This week saw the last days of an installation at the Towner Gallery in Eastbourne by the internationally active artist Chiharu Shiota. This piece makes use of salvaged doors and stretched yarn and uses the entire gallery to create a space where the audience can be part of the artwork by walking into the space on the other side of the doors and experiencing it rather than just looking.
Unusually the gallery also encouraged photography by viewers – something that is usually prohibited. The explanation is that this is the only incarnation of this installation in the space – once dismantled it will never exist in this way again. This is particularly poignant when you look at the construction of the piece – a time-lapse film of its execution over a period of 10 days by 15 people – in that the intricacies of the way that the piece is created mean that an exact replica is impossible. Thus the intransigence of the piece also reminds me of work by other artists – Andy Goldsworthy for example, whose work, created entirely in and with nature is allowed to disintegrate naturally and only exists afterwards as a record in photographs.

* Recorded information:
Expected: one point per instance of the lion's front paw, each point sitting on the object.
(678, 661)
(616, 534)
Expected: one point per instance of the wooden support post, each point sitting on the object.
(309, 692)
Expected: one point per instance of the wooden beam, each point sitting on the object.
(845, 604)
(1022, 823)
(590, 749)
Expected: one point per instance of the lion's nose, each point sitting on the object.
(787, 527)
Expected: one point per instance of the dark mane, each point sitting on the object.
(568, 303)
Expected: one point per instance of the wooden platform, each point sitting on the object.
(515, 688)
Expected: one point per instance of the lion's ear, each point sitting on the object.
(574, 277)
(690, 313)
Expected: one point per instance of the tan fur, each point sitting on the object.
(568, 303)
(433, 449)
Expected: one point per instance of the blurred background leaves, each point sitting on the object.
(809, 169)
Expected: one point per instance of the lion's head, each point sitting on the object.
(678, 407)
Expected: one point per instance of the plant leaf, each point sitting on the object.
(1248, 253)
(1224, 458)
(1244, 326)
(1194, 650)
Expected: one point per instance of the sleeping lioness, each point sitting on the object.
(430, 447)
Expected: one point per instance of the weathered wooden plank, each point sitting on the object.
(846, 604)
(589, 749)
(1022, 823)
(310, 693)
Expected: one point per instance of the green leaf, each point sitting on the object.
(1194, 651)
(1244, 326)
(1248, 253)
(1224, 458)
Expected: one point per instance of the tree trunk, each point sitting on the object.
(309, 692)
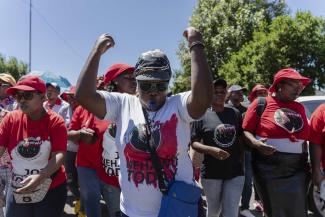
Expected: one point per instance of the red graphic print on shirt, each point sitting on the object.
(288, 120)
(139, 164)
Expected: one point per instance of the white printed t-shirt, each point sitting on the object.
(140, 194)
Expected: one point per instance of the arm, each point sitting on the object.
(86, 93)
(213, 151)
(2, 150)
(85, 135)
(201, 79)
(32, 181)
(315, 157)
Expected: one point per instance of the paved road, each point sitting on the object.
(69, 211)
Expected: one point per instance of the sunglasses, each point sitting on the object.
(29, 95)
(4, 85)
(147, 86)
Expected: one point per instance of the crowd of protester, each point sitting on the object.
(98, 140)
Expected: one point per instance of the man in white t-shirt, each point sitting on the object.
(169, 121)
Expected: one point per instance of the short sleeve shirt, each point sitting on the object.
(284, 124)
(221, 130)
(30, 143)
(170, 129)
(317, 130)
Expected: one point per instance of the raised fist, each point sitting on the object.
(191, 34)
(103, 43)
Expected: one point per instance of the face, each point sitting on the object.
(30, 102)
(290, 89)
(3, 87)
(219, 95)
(237, 96)
(72, 100)
(126, 83)
(52, 93)
(261, 93)
(152, 94)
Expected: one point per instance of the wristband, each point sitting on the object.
(195, 43)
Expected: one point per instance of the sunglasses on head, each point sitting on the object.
(4, 85)
(155, 86)
(28, 95)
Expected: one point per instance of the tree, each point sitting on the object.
(12, 66)
(226, 26)
(297, 42)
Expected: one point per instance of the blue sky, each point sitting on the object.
(64, 31)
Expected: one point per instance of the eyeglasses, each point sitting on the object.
(156, 86)
(28, 95)
(4, 85)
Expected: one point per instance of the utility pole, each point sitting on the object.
(30, 36)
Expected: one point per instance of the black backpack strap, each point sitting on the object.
(261, 104)
(154, 156)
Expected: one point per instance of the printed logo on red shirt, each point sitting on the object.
(29, 147)
(288, 119)
(225, 135)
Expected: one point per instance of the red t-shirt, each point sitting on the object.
(284, 122)
(317, 129)
(90, 155)
(30, 143)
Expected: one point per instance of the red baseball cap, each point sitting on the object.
(72, 91)
(115, 70)
(288, 73)
(252, 94)
(28, 83)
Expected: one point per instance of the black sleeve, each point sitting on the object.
(196, 131)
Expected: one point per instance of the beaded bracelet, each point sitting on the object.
(195, 43)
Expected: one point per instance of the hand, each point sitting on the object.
(264, 148)
(317, 179)
(191, 34)
(103, 43)
(87, 135)
(30, 184)
(219, 153)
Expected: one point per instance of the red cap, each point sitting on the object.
(252, 94)
(28, 83)
(288, 73)
(115, 70)
(72, 91)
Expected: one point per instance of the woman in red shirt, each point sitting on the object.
(36, 141)
(278, 137)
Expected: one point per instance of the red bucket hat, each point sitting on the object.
(252, 94)
(288, 73)
(115, 70)
(72, 91)
(28, 83)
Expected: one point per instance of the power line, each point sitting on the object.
(54, 30)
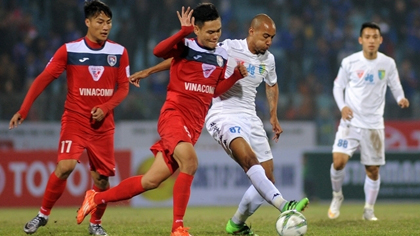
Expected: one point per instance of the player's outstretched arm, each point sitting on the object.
(223, 86)
(136, 77)
(167, 48)
(15, 121)
(404, 103)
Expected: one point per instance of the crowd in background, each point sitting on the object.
(313, 36)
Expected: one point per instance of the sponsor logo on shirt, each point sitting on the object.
(96, 72)
(112, 60)
(96, 92)
(219, 61)
(202, 88)
(381, 74)
(369, 78)
(207, 69)
(84, 59)
(262, 68)
(360, 73)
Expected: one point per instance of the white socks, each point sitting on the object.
(337, 178)
(371, 191)
(265, 187)
(250, 202)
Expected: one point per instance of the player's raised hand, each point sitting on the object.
(276, 128)
(97, 114)
(135, 78)
(404, 103)
(185, 17)
(15, 121)
(346, 113)
(242, 69)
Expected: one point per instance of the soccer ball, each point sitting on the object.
(291, 223)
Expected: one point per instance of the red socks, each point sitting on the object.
(55, 187)
(127, 189)
(182, 191)
(96, 217)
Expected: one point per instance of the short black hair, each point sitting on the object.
(205, 12)
(94, 7)
(372, 25)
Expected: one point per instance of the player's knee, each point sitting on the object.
(63, 170)
(149, 184)
(339, 160)
(101, 183)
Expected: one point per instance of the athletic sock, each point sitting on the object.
(337, 178)
(250, 202)
(53, 191)
(371, 191)
(96, 216)
(127, 189)
(265, 187)
(182, 191)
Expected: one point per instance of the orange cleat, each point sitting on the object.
(181, 231)
(88, 206)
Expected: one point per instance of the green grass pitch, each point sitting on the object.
(394, 219)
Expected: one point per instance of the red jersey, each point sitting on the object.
(194, 74)
(93, 71)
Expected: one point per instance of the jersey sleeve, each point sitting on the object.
(271, 78)
(58, 62)
(122, 85)
(394, 83)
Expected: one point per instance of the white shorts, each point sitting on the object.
(226, 127)
(371, 142)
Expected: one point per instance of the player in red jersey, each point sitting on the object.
(196, 75)
(94, 65)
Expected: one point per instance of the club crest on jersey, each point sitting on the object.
(207, 69)
(381, 74)
(112, 60)
(262, 69)
(219, 61)
(360, 73)
(96, 72)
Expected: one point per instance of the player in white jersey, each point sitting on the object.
(359, 91)
(233, 122)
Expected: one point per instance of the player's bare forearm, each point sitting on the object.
(136, 77)
(404, 103)
(116, 99)
(39, 84)
(272, 93)
(15, 121)
(164, 48)
(223, 86)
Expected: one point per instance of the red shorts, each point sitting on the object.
(74, 139)
(173, 129)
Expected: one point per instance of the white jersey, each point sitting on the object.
(241, 97)
(365, 83)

* Challenge A:
Answer these questions about the Chiharu Shiota installation text:
(i) In which gallery and town was the installation shown?
(ii) What two materials does the piece use?
(iii) According to the time-lapse film, how many people built the piece, and over how many days?
* Challenge B: Copy out the stretch of the Chiharu Shiota installation text from "This week saw" through "than just looking.".

* Complete output A:
(i) The Towner Gallery in Eastbourne.
(ii) Salvaged doors and stretched yarn.
(iii) 15 people, over a period of 10 days.

* Complete output B:
This week saw the last days of an installation at the Towner Gallery in Eastbourne by the internationally active artist Chiharu Shiota. This piece makes use of salvaged doors and stretched yarn and uses the entire gallery to create a space where the audience can be part of the artwork by walking into the space on the other side of the doors and experiencing it rather than just looking.